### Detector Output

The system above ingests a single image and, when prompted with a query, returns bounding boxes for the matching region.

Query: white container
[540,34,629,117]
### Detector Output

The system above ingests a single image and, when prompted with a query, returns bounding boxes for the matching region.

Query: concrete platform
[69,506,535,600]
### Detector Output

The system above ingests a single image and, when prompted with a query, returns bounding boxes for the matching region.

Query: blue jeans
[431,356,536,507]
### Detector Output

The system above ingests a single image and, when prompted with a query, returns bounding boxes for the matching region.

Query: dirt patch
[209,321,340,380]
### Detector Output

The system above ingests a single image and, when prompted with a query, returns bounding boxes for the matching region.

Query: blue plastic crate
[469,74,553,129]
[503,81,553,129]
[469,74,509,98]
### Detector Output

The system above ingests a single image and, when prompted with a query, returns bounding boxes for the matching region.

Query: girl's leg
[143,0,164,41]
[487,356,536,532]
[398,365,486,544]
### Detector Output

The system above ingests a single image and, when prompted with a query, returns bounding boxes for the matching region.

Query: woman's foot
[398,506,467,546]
------------------------------
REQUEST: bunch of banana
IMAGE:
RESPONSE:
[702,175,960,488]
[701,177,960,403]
------------------------------
*TASK INSTRUCTIONS*. Report every line of the records that contains the string "blue", and copy each such line in full.

*EXERCISE ANSWER*.
Query: blue jeans
Query: blue plastic crate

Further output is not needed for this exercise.